--- Passage shown ---
IMU 263 may be configured to detect at least one or more of a motion and an acceleration of the mobile type computing device 200. For example, the IMU 263 may comprise a combination of various positioning sensors such as accelerometers, gyroscopes, and magnetometers. Also, in conjunction with a position module such as GPS of the communication module 230, the IMU 263 may recognize spatial information of the physical space in the surroundings of the mobile type computing device 200.
Also, the IMU 263 may extract information related to the detection and tracking an eye gaze direction and a user's head motion based on the detected position and orientation.
Also, in some implementation, the search application 211 may determine the user's position and orientation within a physical space or recognize features or objects within the physical space by using the IMU 263 and the image sensor 261.
The audio sensor 265 may be configured to recognize a sound in the surroundings of the mobile type computing device 200.
Specifically, the audio sensor 265 may include a microphone capable of sensing a voice input of a user of the mobile type computing device 200.
The audio sensor 265 according to the embodiment may receive, from the user, voice data required for a product search service.
The interface module 240 may connect the mobile type computing device 20 to one or more different devices for communication. Specifically, the interface module 240 may include a wired and/or wireless communication device compatible with one or more different communication protocols.
The mobile type computing device 200 may be connected to various input-output devices through the interface module 240.
For example, the interface module 240, being connected to an audio output device such as a headset port or a speaker, may output an audio signal.
--- Items ---
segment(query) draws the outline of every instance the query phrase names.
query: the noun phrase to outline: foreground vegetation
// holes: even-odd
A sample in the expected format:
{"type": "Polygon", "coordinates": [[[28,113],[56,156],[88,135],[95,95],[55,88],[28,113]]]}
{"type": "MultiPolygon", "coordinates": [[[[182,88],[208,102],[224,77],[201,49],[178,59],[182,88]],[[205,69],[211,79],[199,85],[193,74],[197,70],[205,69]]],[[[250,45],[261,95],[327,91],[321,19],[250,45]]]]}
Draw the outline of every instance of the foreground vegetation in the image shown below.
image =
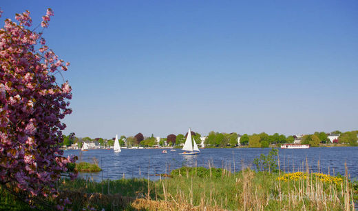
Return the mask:
{"type": "MultiPolygon", "coordinates": [[[[310,172],[255,172],[233,174],[225,168],[182,167],[171,178],[103,181],[62,180],[61,194],[78,210],[352,210],[358,183],[347,177],[310,172]]],[[[1,191],[3,208],[26,208],[1,191]]],[[[21,210],[21,209],[20,209],[21,210]]]]}
{"type": "Polygon", "coordinates": [[[78,172],[98,172],[102,170],[97,163],[90,163],[87,162],[76,163],[76,170],[78,172]]]}

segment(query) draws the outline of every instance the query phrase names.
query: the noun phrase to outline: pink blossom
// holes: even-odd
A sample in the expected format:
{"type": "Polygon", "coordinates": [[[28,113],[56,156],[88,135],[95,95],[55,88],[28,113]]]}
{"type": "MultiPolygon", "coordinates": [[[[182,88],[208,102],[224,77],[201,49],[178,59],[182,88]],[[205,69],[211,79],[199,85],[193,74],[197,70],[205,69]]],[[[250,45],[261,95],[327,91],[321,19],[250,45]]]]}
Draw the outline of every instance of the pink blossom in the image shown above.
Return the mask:
{"type": "MultiPolygon", "coordinates": [[[[43,27],[53,14],[48,10],[43,27]]],[[[15,18],[19,23],[8,19],[0,29],[0,56],[6,58],[0,59],[0,159],[6,161],[0,163],[0,183],[28,192],[30,201],[38,194],[56,197],[54,181],[76,160],[62,157],[58,147],[72,93],[68,83],[57,85],[52,73],[61,71],[63,61],[44,46],[42,32],[23,27],[32,24],[30,12],[15,18]],[[39,50],[36,43],[43,46],[39,50]]]]}
{"type": "Polygon", "coordinates": [[[46,11],[46,15],[47,16],[54,16],[54,10],[52,10],[51,8],[48,8],[46,11]]]}

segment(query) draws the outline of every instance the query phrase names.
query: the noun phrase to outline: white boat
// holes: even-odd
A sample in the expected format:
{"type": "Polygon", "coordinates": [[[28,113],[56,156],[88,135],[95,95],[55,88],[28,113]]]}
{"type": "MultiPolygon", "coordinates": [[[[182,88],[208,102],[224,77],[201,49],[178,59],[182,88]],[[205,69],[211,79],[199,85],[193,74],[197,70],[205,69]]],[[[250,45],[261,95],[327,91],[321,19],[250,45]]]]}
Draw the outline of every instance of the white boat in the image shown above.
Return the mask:
{"type": "Polygon", "coordinates": [[[308,149],[309,144],[282,144],[281,149],[308,149]]]}
{"type": "Polygon", "coordinates": [[[200,150],[199,150],[195,140],[191,140],[191,131],[190,131],[190,128],[189,128],[188,136],[187,137],[185,143],[184,143],[184,146],[182,147],[182,150],[185,150],[185,152],[179,153],[179,154],[193,155],[200,153],[200,150]]]}
{"type": "Polygon", "coordinates": [[[113,148],[113,151],[114,152],[120,152],[120,146],[119,145],[119,141],[118,141],[118,134],[116,135],[116,139],[114,139],[114,147],[113,148]]]}
{"type": "Polygon", "coordinates": [[[88,151],[88,145],[87,144],[87,143],[83,142],[83,143],[82,144],[82,148],[81,148],[81,150],[82,151],[88,151]]]}

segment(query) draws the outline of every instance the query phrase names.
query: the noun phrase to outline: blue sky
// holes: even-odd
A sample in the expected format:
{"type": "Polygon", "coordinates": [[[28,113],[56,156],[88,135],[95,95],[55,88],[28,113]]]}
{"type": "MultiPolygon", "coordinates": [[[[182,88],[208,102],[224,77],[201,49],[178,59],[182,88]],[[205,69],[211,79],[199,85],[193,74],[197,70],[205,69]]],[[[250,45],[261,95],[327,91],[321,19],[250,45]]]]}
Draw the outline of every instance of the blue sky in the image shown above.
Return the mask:
{"type": "Polygon", "coordinates": [[[2,1],[54,11],[71,63],[65,134],[357,130],[357,1],[2,1]]]}

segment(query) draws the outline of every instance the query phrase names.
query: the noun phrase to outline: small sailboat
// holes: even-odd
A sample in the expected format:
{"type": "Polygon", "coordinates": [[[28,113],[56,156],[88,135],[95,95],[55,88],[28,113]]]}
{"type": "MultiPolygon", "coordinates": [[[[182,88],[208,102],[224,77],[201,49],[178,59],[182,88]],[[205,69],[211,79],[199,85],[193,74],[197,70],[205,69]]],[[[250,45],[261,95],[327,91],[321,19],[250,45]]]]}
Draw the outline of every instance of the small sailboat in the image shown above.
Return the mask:
{"type": "Polygon", "coordinates": [[[116,139],[114,139],[114,147],[113,148],[113,151],[114,152],[120,152],[122,150],[120,150],[120,146],[119,145],[119,141],[118,141],[118,135],[116,135],[116,139]]]}
{"type": "Polygon", "coordinates": [[[83,143],[82,144],[82,148],[81,148],[81,150],[82,151],[88,151],[88,145],[87,144],[87,143],[83,142],[83,143]]]}
{"type": "Polygon", "coordinates": [[[182,150],[185,150],[185,152],[179,153],[179,154],[194,155],[200,153],[200,150],[199,150],[195,140],[191,140],[191,131],[190,131],[190,128],[189,128],[188,136],[187,137],[185,143],[184,143],[184,146],[182,147],[182,150]]]}

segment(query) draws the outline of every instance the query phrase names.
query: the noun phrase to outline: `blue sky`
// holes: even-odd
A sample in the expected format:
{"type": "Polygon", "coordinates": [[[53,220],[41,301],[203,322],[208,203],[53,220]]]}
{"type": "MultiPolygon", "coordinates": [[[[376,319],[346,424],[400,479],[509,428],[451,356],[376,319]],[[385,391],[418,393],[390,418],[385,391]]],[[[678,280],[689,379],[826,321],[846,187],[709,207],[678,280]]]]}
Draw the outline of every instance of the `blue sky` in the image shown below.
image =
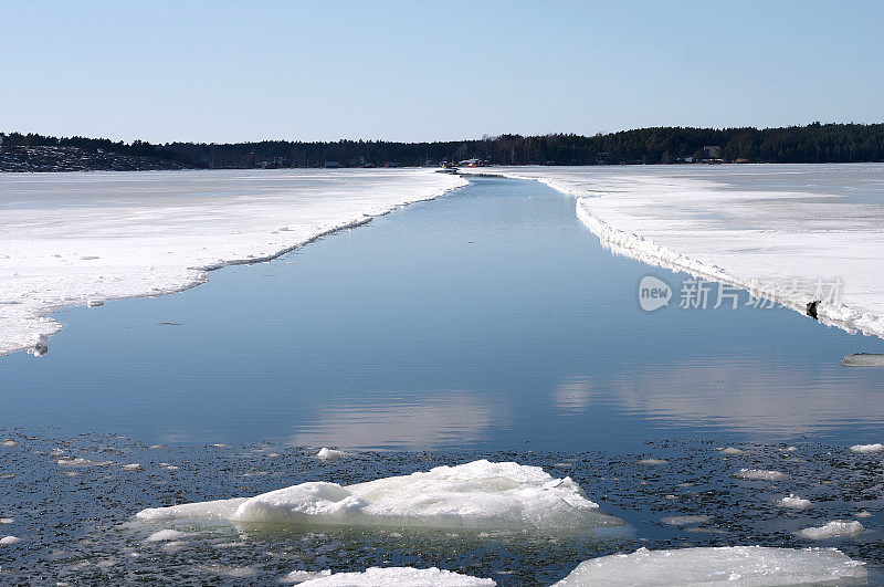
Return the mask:
{"type": "Polygon", "coordinates": [[[0,130],[151,141],[884,122],[884,2],[0,2],[0,130]]]}

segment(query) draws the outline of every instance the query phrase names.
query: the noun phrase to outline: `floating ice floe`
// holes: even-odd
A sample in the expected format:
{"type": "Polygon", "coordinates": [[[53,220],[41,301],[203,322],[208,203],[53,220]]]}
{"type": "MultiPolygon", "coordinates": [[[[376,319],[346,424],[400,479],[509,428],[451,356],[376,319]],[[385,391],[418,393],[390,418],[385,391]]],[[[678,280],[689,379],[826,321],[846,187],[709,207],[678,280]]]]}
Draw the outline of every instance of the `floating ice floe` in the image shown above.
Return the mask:
{"type": "Polygon", "coordinates": [[[764,471],[760,469],[740,469],[739,472],[734,473],[734,476],[747,481],[782,481],[783,479],[789,479],[789,475],[780,471],[764,471]]]}
{"type": "Polygon", "coordinates": [[[726,454],[728,457],[741,457],[744,454],[751,454],[751,453],[747,450],[741,450],[736,447],[727,447],[722,449],[722,454],[726,454]]]}
{"type": "Polygon", "coordinates": [[[325,570],[293,570],[285,577],[280,579],[280,583],[304,583],[311,579],[320,579],[332,575],[330,569],[325,570]]]}
{"type": "Polygon", "coordinates": [[[189,532],[180,532],[177,530],[160,530],[148,536],[145,542],[180,541],[181,538],[187,538],[192,535],[193,534],[189,532]]]}
{"type": "Polygon", "coordinates": [[[690,524],[705,524],[712,521],[711,515],[671,515],[666,516],[661,522],[671,526],[687,526],[690,524]]]}
{"type": "Polygon", "coordinates": [[[810,500],[804,500],[794,493],[790,493],[788,497],[778,501],[777,505],[781,507],[791,507],[792,510],[807,510],[810,507],[810,500]]]}
{"type": "Polygon", "coordinates": [[[213,575],[221,575],[222,577],[233,578],[250,578],[257,575],[257,570],[252,567],[233,567],[228,565],[204,565],[197,567],[198,570],[203,573],[212,573],[213,575]]]}
{"type": "MultiPolygon", "coordinates": [[[[819,304],[818,319],[884,337],[884,276],[877,271],[884,206],[798,189],[738,189],[728,185],[744,172],[738,169],[718,171],[720,181],[711,181],[705,170],[662,168],[495,171],[580,197],[578,218],[618,254],[750,291],[785,275],[798,277],[807,285],[789,295],[780,287],[776,298],[802,314],[817,294],[811,283],[838,275],[844,284],[840,303],[819,304]]],[[[860,185],[870,170],[855,174],[845,180],[860,185]]]]}
{"type": "Polygon", "coordinates": [[[492,579],[481,579],[435,567],[371,567],[362,573],[334,573],[324,577],[308,579],[302,585],[311,587],[388,587],[408,585],[409,587],[471,587],[497,585],[492,579]]]}
{"type": "Polygon", "coordinates": [[[539,467],[486,460],[355,485],[302,483],[254,497],[143,510],[137,517],[540,531],[622,524],[588,500],[570,478],[555,479],[539,467]]]}
{"type": "Polygon", "coordinates": [[[884,355],[873,353],[857,353],[841,359],[844,367],[884,367],[884,355]]]}
{"type": "Polygon", "coordinates": [[[801,535],[802,538],[824,541],[825,538],[839,538],[843,536],[855,537],[860,536],[863,532],[865,532],[865,527],[855,520],[850,522],[845,520],[834,520],[824,526],[804,528],[798,534],[801,535]]]}
{"type": "Polygon", "coordinates": [[[850,450],[860,453],[884,452],[884,444],[881,442],[876,442],[875,444],[854,444],[850,450]]]}
{"type": "Polygon", "coordinates": [[[319,449],[319,452],[316,453],[316,458],[319,459],[320,461],[328,461],[332,459],[343,459],[349,455],[350,455],[349,452],[344,452],[343,450],[336,450],[336,449],[327,449],[325,447],[319,449]]]}
{"type": "Polygon", "coordinates": [[[592,558],[557,587],[703,585],[861,585],[863,563],[834,548],[724,546],[649,551],[592,558]]]}
{"type": "Polygon", "coordinates": [[[62,327],[46,316],[59,307],[192,287],[209,270],[266,261],[466,185],[431,169],[15,176],[0,186],[0,355],[35,356],[62,327]],[[45,206],[15,205],[38,197],[45,206]]]}

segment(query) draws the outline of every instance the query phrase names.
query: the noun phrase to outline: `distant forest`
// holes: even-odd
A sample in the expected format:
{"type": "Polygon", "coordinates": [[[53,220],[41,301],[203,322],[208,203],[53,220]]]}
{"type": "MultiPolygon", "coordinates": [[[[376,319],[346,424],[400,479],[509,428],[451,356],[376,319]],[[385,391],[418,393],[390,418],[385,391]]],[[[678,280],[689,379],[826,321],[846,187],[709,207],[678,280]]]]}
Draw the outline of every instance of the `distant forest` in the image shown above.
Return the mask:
---
§ Things to do:
- a) Answer these questions from the sensor passage, one per line:
(i) Which positioning sensors are given as examples of what the IMU 263 may comprise?
(ii) What may the audio sensor 265 include?
(iii) Which audio output devices are named as things the interface module 240 may be connected to?
- b) Please copy the sensor passage word for word from "The audio sensor 265 may be" to "user of the mobile type computing device 200.".

§ Task-by-task results:
- a)
(i) Accelerometers, gyroscopes, and magnetometers.
(ii) A microphone capable of sensing a voice input of a user of the mobile type computing device 200.
(iii) A headset port or a speaker.

- b)
The audio sensor 265 may be configured to recognize a sound in the surroundings of the mobile type computing device 200.
Specifically, the audio sensor 265 may include a microphone capable of sensing a voice input of a user of the mobile type computing device 200.